[Records contained in a dataset]
──────
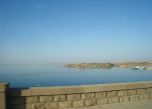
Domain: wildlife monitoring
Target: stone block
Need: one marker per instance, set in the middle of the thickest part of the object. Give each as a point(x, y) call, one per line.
point(112, 94)
point(123, 93)
point(19, 100)
point(103, 101)
point(141, 91)
point(45, 99)
point(100, 95)
point(149, 90)
point(51, 106)
point(87, 96)
point(78, 104)
point(114, 100)
point(59, 98)
point(144, 96)
point(63, 105)
point(74, 97)
point(124, 99)
point(134, 98)
point(19, 106)
point(90, 102)
point(150, 96)
point(31, 99)
point(38, 106)
point(132, 92)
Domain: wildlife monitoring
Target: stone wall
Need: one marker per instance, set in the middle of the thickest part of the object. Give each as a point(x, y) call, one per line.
point(3, 87)
point(77, 96)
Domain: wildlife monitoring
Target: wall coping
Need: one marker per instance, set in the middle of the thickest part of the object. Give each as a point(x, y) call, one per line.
point(55, 90)
point(3, 87)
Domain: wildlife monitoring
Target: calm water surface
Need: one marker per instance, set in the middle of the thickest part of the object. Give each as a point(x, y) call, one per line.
point(57, 75)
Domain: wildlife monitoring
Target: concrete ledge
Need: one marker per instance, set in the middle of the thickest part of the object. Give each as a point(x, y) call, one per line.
point(33, 91)
point(88, 88)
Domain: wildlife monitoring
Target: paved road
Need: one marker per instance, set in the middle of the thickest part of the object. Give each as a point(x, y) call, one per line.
point(143, 104)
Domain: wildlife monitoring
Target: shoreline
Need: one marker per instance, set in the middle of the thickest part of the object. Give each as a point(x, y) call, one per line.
point(131, 65)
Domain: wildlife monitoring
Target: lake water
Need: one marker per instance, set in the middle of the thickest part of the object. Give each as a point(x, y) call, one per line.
point(57, 75)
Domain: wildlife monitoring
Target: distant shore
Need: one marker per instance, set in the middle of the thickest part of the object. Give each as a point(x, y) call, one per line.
point(131, 65)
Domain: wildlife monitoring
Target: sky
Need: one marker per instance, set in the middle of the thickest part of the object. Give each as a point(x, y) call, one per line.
point(72, 31)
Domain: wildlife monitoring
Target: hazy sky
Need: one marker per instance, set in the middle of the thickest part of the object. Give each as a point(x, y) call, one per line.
point(48, 31)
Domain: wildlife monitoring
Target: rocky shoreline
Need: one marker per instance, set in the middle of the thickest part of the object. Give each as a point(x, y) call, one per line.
point(131, 65)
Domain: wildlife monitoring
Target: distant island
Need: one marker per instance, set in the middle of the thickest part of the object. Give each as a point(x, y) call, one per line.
point(131, 65)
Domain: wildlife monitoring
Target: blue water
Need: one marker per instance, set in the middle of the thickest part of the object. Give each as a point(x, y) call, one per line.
point(57, 75)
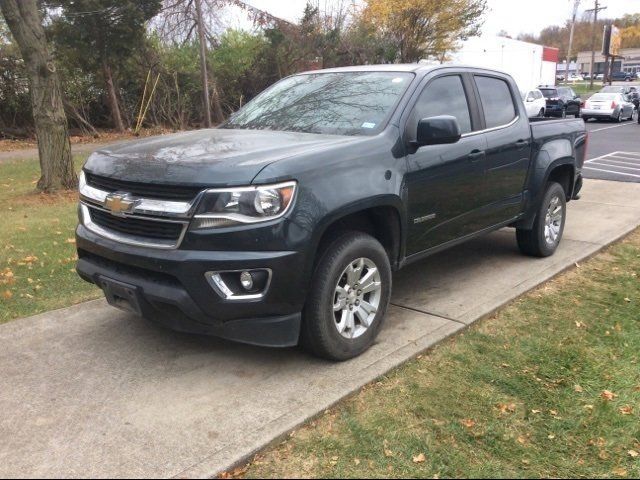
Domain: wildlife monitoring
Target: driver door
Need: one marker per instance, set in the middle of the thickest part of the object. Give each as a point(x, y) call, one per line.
point(444, 182)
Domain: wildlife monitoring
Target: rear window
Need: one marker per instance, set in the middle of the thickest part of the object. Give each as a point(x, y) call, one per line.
point(602, 97)
point(496, 99)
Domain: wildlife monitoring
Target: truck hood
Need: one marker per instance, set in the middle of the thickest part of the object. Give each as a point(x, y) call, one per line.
──────
Rewrite all the items above, swapping every "wildlife monitoring" for "scene annotation" and keeping everything else the same. Leave the pictures out.

Domain: scene annotation
Target: stone block
Need: one marker per instance, set in the middle of the thickest part of the object. Give each as a point(x, y) call, one per line.
point(112, 94)
point(123, 93)
point(19, 100)
point(103, 101)
point(141, 91)
point(45, 99)
point(100, 95)
point(149, 90)
point(51, 106)
point(87, 96)
point(78, 104)
point(114, 100)
point(59, 98)
point(144, 96)
point(63, 105)
point(74, 97)
point(124, 99)
point(134, 98)
point(19, 106)
point(90, 102)
point(150, 96)
point(31, 99)
point(38, 106)
point(132, 92)
Domain: scene annotation
Target: stone wall
Need: one marker per instance, set in the middle of the thickest part of the object. Give each as a point(x, y) call, one per line.
point(3, 87)
point(77, 96)
Domain: scene annotation
Target: wall coping
Need: one marker per instance, set in the middle of the thickest part of the object. Give each as a point(x, y) call, one per line.
point(55, 90)
point(3, 87)
Domain: scene annotation
Target: calm water surface
Need: one marker per instance, set in the middle of the thickest part of the object. Give each as a point(x, y) call, one per line.
point(57, 75)
Domain: scene annotation
Target: concrete ledge
Need: one marker per instance, set in the middle of the thickest part of the object. Give each as a point(x, y) call, one per line.
point(33, 91)
point(88, 88)
Domain: scene annotation
Target: paved road
Need: one marker per instance, set in the middle of the thickest part of the object. Give each as a point(x, y) call, one per line.
point(143, 104)
Domain: scene annotation
Target: shoreline
Need: one marker per instance, set in the middle of the thickest part of the object. Give each as a point(x, y) call, one per line.
point(131, 65)
Domain: scene annotation
Target: lake water
Need: one marker per instance, set in the middle of the thickest part of the object. Give each as a point(x, y) call, one per line.
point(57, 75)
Domain: scene annotation
Target: distant shore
Need: one marker per instance, set in the middle of the thickest part of the object. Give each as a point(x, y) call, one per line.
point(131, 65)
Domain: scene annotation
Target: sky
Need: one marker per instance, set in the middle of the thickest part of the object. Give each as a point(x, y) call, one per line.
point(72, 31)
Domain: scene annotation
Target: hazy sky
Need: one marker per instance, set in the middle of the thickest part of the object. Give each as a point(x, y) call, one per line.
point(48, 31)
Domain: scene annotation
Target: rocky shoreline
Need: one marker per instance, set in the middle of the thickest part of the object. Give each as a point(x, y) call, one per line.
point(131, 65)
Domain: scene annotation
Target: distant island
Need: one marker per instance, set in the middle of the thickest part of the object. Give each as a point(x, y) call, one per line.
point(131, 65)
Domain: scene annotation
Target: blue water
Need: one marker per instance, set in the middle of the thickest part of the object. Give each as a point(x, y) call, one per line.
point(57, 75)
Domain: scene annotation
Target: driver door
Need: one marker per instance, set in the middle of the thickest part of the object. Give each as a point(x, y) call, one per line.
point(444, 182)
Domain: scene annotation
Target: rear window
Need: one marker per instance, set in the middle of the thickest part of the object. Give each as a point(x, y) call, one per line.
point(602, 97)
point(496, 99)
Domain: scene annotation
Target: truck hood
Need: one marker per instance, set in the middle of the thickest part of the object. Give each as a point(x, y) call, one per line.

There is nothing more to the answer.